____ INFORMATION SUPPLIED

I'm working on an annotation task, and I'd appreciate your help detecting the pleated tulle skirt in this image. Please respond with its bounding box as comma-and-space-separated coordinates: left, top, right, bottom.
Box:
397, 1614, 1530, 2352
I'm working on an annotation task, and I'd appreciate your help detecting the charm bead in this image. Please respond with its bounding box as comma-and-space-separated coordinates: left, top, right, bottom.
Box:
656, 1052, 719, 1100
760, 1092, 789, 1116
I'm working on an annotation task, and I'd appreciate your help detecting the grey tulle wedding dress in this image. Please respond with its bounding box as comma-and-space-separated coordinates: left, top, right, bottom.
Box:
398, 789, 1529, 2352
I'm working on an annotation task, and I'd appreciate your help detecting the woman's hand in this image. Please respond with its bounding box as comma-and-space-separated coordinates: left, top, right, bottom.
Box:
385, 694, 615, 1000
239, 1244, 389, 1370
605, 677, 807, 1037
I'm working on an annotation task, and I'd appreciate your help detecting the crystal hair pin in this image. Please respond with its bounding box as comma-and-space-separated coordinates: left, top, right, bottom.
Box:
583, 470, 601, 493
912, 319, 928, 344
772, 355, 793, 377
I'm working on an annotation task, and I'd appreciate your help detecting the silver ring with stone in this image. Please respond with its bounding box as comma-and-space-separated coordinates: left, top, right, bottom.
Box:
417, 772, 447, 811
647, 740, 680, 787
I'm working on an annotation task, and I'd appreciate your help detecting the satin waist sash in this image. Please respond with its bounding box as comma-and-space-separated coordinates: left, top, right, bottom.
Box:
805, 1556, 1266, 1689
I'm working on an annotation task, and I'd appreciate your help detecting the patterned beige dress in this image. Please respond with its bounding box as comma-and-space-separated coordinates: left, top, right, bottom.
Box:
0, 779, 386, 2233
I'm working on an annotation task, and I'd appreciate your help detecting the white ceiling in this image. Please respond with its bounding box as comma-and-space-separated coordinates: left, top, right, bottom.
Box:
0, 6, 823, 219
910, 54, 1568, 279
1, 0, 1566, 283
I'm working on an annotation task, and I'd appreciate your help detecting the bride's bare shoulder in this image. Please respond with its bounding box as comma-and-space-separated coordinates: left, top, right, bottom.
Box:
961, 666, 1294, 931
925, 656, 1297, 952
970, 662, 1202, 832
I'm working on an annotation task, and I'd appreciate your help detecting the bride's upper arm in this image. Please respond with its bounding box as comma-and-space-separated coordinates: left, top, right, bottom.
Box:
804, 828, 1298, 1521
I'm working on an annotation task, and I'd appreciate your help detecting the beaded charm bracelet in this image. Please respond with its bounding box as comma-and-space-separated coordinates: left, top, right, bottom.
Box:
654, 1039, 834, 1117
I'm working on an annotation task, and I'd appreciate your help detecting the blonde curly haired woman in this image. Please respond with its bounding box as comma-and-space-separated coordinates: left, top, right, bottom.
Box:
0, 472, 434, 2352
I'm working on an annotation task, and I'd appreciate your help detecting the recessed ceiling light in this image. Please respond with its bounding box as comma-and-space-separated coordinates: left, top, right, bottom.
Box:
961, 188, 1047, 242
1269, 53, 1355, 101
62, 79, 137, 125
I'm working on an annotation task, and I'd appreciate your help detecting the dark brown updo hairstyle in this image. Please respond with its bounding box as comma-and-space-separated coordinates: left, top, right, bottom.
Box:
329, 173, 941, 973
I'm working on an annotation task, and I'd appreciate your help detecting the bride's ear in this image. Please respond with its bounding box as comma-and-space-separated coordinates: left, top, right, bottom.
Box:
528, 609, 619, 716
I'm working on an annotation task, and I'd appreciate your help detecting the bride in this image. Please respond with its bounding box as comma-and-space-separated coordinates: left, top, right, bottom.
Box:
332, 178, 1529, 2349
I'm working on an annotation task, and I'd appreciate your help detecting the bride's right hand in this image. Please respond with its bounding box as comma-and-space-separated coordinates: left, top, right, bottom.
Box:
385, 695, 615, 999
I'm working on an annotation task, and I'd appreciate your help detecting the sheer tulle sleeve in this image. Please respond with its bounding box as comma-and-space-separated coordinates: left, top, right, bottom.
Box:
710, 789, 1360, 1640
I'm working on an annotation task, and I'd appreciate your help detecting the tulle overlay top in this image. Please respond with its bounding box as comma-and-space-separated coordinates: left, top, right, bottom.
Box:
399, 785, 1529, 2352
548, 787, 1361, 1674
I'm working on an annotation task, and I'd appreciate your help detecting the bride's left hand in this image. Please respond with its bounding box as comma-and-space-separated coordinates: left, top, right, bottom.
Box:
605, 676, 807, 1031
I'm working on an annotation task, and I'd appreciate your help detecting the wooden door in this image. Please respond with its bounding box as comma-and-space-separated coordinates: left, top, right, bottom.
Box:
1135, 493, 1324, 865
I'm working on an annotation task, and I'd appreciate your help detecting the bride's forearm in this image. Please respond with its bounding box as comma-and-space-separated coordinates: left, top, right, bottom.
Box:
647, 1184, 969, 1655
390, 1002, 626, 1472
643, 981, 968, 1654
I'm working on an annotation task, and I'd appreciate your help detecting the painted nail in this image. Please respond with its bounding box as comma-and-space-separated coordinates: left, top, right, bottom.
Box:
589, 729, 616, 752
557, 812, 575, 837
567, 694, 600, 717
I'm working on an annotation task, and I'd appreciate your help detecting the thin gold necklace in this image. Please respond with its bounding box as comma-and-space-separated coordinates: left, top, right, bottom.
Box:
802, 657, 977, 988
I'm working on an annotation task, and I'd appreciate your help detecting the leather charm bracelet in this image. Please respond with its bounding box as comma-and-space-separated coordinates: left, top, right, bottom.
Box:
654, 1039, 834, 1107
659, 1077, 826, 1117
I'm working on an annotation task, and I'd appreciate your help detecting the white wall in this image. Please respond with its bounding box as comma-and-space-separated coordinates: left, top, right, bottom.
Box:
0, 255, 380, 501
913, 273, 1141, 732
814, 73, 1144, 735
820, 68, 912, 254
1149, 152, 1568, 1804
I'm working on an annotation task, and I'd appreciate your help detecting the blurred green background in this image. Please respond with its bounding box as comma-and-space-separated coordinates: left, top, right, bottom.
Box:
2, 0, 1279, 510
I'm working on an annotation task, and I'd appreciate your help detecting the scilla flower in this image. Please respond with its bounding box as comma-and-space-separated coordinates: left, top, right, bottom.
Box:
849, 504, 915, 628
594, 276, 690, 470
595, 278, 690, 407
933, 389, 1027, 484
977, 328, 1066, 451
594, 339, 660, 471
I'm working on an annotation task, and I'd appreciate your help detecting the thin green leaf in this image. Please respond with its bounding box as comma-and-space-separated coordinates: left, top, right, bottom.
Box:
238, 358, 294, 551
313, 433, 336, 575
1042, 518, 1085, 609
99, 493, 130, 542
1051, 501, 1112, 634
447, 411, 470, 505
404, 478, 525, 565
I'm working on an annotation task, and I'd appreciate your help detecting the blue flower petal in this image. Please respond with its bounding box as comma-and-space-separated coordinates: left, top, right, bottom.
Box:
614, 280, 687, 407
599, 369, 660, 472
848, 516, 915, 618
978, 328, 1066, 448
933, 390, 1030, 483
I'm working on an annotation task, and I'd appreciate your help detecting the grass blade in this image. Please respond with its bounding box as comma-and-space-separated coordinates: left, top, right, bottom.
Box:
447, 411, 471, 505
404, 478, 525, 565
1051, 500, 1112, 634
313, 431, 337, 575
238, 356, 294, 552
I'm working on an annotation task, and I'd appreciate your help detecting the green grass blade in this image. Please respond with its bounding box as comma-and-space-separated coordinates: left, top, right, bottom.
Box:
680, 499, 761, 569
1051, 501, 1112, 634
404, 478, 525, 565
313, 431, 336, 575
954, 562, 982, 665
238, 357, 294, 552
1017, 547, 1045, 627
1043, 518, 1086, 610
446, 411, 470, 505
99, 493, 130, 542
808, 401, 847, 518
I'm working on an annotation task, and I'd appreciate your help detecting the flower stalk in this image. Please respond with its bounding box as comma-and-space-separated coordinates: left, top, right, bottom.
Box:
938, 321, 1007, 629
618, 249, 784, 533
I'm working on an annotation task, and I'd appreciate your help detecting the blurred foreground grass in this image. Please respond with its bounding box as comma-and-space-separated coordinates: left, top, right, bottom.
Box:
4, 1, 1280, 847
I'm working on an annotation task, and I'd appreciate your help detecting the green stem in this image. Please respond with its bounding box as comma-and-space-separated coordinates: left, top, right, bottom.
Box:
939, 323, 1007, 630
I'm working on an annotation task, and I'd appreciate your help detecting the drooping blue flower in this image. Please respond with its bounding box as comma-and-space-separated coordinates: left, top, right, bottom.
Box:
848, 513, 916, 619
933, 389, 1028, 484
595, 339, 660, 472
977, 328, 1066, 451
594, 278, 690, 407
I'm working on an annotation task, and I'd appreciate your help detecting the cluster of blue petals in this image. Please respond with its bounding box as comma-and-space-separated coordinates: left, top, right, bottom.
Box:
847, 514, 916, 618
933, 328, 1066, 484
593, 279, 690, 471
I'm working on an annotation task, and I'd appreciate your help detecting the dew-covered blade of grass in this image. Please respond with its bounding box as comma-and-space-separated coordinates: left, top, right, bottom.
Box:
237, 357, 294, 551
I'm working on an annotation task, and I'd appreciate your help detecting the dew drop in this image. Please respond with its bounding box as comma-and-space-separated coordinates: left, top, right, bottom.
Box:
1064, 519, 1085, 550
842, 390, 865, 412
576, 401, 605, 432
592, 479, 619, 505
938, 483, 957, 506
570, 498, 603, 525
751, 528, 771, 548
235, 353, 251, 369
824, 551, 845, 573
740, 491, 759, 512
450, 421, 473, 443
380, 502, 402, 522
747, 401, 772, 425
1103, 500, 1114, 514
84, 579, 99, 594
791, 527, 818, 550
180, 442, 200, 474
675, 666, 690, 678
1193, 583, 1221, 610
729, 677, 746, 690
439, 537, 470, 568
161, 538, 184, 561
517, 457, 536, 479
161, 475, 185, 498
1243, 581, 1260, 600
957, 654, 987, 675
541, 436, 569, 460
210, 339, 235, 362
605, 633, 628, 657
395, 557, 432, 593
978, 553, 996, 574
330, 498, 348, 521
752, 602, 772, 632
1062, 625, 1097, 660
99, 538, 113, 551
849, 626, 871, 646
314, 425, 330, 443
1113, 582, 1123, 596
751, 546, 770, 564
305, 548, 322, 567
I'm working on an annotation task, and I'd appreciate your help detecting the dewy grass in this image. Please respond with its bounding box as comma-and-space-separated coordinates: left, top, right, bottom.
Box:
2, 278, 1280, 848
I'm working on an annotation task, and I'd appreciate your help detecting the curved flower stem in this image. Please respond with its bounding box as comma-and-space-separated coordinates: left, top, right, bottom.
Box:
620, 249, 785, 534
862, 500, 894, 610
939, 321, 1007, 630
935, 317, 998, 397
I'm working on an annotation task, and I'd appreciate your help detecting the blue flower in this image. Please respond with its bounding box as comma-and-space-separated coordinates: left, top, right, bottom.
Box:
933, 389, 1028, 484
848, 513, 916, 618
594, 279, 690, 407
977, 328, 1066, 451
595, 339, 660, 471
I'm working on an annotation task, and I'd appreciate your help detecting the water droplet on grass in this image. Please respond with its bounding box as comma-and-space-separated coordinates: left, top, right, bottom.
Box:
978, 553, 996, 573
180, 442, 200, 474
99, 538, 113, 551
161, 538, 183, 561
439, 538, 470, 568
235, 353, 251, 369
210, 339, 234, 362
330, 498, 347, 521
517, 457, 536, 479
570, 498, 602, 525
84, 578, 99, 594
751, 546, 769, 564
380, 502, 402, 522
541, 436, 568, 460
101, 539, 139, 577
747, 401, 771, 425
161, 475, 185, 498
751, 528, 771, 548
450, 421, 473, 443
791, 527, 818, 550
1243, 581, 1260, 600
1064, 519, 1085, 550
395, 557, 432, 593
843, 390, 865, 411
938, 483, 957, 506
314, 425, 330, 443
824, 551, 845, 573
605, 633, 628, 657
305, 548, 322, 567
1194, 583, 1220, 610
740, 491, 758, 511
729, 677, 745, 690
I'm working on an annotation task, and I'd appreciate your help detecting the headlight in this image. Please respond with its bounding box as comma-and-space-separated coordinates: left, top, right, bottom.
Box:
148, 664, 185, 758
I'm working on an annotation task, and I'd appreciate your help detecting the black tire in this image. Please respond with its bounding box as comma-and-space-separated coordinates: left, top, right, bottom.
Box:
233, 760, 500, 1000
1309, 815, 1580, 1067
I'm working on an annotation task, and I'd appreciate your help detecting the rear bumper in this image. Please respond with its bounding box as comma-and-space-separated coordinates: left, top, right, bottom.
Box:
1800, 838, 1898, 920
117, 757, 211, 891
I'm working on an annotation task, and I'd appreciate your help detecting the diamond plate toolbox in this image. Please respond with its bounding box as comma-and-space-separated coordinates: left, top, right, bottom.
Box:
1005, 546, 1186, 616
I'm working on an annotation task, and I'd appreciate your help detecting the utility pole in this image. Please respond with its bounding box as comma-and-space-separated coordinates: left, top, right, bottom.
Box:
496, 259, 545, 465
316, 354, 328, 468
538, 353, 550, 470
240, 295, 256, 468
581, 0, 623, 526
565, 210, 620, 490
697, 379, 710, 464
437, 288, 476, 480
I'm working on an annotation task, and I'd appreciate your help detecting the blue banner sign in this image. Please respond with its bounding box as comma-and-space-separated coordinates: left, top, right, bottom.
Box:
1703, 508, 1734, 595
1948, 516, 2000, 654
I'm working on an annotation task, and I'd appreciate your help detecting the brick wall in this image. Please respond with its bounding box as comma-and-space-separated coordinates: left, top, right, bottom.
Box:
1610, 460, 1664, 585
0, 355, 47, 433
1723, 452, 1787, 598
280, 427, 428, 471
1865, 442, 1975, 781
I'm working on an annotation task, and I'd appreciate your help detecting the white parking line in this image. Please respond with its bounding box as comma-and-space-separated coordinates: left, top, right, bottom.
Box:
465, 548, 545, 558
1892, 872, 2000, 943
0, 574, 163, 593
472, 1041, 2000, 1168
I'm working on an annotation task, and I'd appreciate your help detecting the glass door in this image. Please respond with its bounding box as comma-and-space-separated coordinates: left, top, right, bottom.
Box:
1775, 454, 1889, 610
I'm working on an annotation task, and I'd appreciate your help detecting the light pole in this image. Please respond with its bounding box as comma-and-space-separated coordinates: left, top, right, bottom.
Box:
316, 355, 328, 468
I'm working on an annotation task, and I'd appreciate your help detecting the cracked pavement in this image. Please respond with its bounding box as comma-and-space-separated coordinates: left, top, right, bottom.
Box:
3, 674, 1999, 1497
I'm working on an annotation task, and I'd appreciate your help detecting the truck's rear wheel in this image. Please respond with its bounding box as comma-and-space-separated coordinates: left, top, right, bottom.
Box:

________

**TASK DESCRIPTION:**
Restate the listing word for word, but only from its first line through the line with "detecting the grey", keeping both end lines.

**ANSWER BOX:**
I'm working on an annotation task, and I'd appreciate your help detecting the pleated tulle skirt in this image. Please respond with its bounding box as comma-and-space-separated coordinates: left, top, right, bottom.
Box:
397, 1614, 1530, 2352
I'm working on an annotation task, and I'd appreciate your help detecting the charm bead in this image. Please respond with its bounding box as comma-and-space-separated coordinates: left, top, right, bottom.
Box:
656, 1052, 719, 1100
760, 1092, 789, 1116
I'm working on an annotation task, and I'd appreciate your help detecting the grey tulle wedding dress in this image. Please respond with its bounding box as comma-and-space-separated coordinates: left, top, right, bottom.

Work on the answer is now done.